» **Task data**
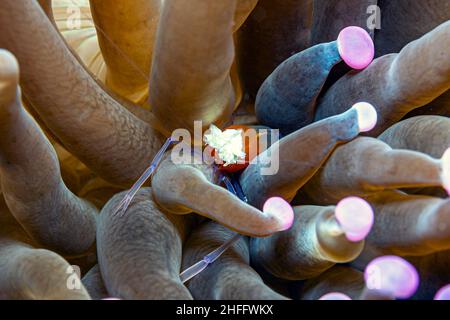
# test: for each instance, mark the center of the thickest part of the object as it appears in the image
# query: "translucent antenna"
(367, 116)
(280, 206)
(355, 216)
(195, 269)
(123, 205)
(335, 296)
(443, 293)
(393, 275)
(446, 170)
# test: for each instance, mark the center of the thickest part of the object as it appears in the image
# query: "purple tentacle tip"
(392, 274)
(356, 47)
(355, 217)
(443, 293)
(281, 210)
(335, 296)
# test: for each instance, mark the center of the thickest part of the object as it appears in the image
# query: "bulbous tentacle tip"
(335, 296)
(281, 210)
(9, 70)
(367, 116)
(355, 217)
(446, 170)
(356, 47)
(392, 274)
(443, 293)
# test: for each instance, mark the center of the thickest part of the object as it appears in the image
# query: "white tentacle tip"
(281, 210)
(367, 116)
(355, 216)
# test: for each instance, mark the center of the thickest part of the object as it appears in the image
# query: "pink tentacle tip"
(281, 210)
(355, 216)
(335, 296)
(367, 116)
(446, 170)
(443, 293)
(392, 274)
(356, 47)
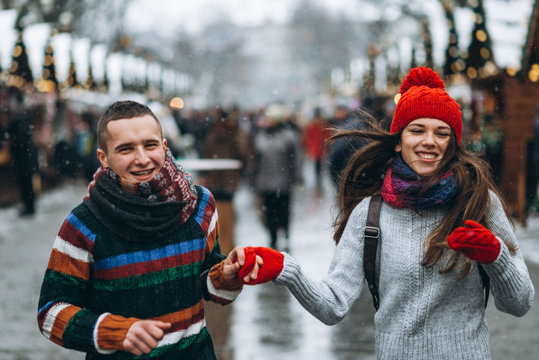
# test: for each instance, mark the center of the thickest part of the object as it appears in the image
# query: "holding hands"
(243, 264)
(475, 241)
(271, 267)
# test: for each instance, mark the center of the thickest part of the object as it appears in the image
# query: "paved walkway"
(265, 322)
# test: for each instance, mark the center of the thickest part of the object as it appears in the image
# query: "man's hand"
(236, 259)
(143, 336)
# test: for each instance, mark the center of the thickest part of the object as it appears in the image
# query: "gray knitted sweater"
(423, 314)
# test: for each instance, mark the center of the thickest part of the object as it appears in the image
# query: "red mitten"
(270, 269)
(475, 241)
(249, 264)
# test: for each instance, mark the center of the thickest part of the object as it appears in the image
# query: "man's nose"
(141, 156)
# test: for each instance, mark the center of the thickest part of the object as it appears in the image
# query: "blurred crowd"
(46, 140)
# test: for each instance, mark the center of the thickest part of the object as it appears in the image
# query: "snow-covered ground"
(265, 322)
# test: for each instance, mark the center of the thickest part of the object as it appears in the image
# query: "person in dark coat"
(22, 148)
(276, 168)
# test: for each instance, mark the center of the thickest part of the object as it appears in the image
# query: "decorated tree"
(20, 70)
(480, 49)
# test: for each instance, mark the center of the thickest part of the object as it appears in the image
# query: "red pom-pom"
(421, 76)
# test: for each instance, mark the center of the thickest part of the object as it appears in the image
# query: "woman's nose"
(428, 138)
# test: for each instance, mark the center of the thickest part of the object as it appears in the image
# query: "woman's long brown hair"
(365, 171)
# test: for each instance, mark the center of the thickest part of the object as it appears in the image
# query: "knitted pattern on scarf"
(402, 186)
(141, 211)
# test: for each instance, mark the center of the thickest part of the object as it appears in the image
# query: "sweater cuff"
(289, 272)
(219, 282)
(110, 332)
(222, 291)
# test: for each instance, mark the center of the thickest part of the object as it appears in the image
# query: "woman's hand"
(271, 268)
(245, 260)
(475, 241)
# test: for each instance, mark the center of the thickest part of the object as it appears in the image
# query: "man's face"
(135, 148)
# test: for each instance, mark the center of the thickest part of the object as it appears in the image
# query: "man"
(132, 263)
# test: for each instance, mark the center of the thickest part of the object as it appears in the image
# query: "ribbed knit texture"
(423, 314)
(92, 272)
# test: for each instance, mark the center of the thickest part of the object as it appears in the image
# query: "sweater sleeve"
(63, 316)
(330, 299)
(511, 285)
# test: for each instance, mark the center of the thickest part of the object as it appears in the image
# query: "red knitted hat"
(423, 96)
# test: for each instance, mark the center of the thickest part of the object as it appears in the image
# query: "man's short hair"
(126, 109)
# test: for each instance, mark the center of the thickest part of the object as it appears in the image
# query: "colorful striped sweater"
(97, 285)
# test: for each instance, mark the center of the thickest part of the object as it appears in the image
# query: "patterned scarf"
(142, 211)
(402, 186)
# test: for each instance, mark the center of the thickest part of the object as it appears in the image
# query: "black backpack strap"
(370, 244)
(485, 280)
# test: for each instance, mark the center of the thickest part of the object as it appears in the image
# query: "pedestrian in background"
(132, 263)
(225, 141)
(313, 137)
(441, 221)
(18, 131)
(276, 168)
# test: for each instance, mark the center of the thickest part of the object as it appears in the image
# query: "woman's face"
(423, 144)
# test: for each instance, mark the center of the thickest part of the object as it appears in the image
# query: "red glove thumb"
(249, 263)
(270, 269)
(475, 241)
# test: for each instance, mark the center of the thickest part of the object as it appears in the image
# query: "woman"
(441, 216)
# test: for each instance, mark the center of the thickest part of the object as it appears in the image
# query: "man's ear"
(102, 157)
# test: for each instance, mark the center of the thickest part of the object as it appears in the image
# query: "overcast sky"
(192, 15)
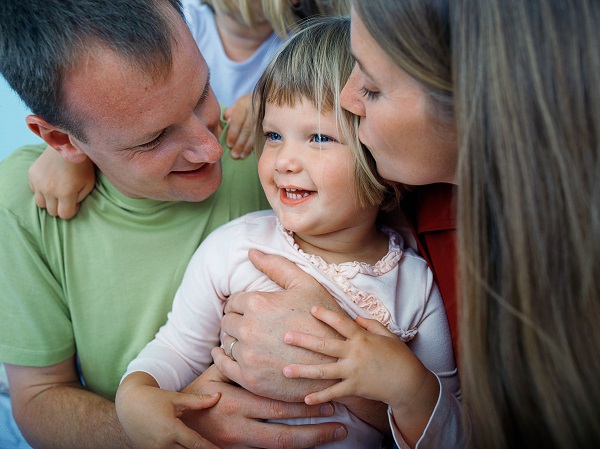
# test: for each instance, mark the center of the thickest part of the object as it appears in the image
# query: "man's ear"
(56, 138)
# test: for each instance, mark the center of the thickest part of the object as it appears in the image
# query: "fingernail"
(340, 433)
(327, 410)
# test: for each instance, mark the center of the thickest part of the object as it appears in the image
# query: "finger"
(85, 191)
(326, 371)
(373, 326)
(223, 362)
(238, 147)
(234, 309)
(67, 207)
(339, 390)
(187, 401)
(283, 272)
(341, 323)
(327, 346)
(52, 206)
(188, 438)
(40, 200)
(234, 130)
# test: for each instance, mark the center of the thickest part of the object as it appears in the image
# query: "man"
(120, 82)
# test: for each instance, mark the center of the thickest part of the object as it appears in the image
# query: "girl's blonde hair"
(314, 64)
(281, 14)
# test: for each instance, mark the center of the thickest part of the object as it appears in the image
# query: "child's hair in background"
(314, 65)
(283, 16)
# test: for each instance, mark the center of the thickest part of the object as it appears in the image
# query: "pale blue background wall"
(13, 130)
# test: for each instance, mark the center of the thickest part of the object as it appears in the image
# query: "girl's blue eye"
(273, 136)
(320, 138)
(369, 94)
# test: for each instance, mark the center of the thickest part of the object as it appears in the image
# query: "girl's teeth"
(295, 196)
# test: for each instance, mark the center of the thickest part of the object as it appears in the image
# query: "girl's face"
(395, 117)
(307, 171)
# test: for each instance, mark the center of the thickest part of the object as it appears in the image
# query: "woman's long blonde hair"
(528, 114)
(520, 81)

--

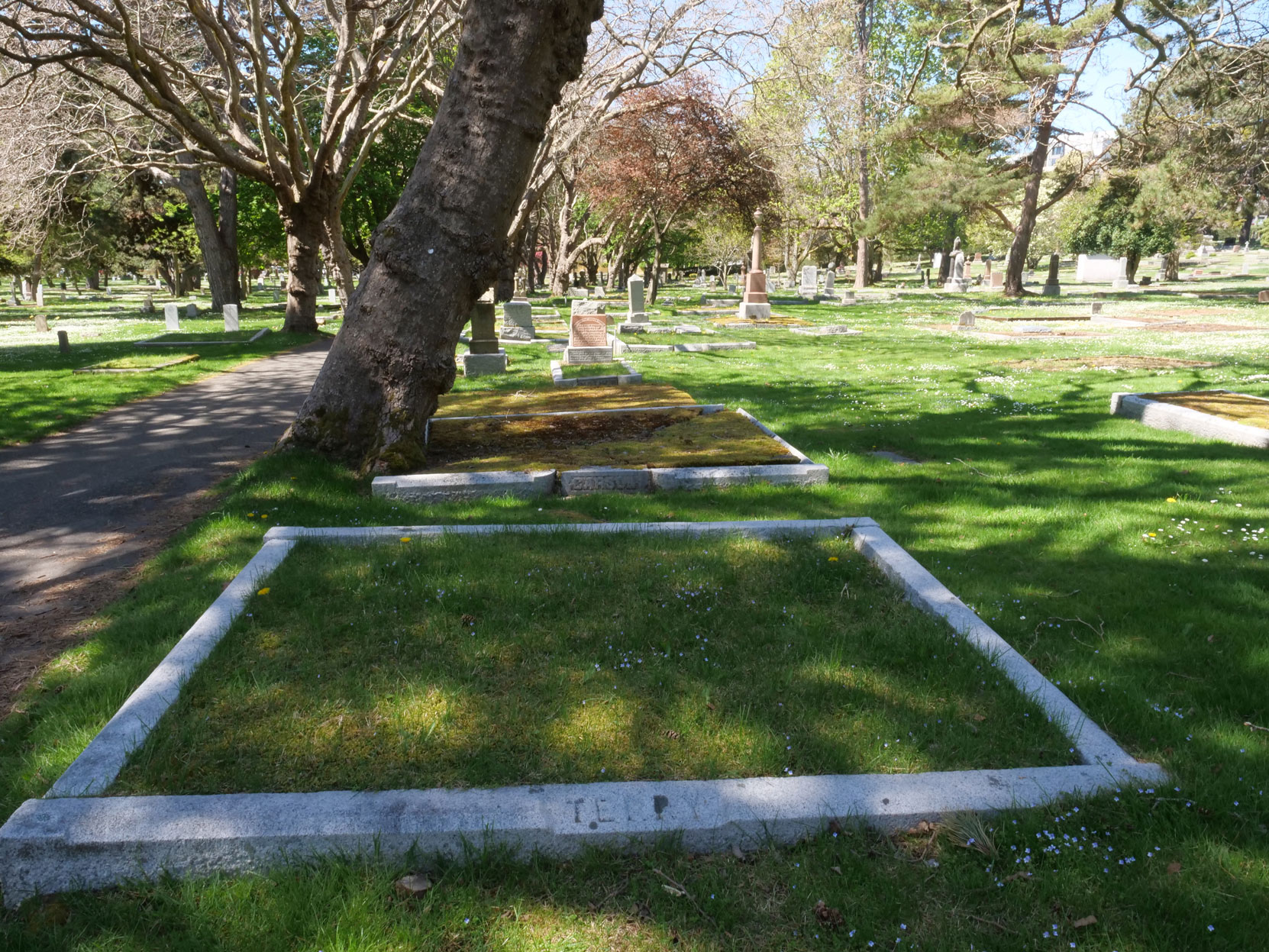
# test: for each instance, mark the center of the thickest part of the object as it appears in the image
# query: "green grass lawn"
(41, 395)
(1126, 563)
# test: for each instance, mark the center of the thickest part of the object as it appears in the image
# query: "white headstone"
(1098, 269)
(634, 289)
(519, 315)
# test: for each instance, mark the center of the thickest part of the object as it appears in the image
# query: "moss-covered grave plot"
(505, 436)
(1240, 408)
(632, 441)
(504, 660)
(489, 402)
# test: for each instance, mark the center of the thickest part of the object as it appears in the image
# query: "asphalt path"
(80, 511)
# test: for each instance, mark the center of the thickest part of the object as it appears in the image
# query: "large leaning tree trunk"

» **Job**
Count the lines in the rows above that contain the string "scarf", treating upper and lower case as different, and give only the number.

» **Output**
2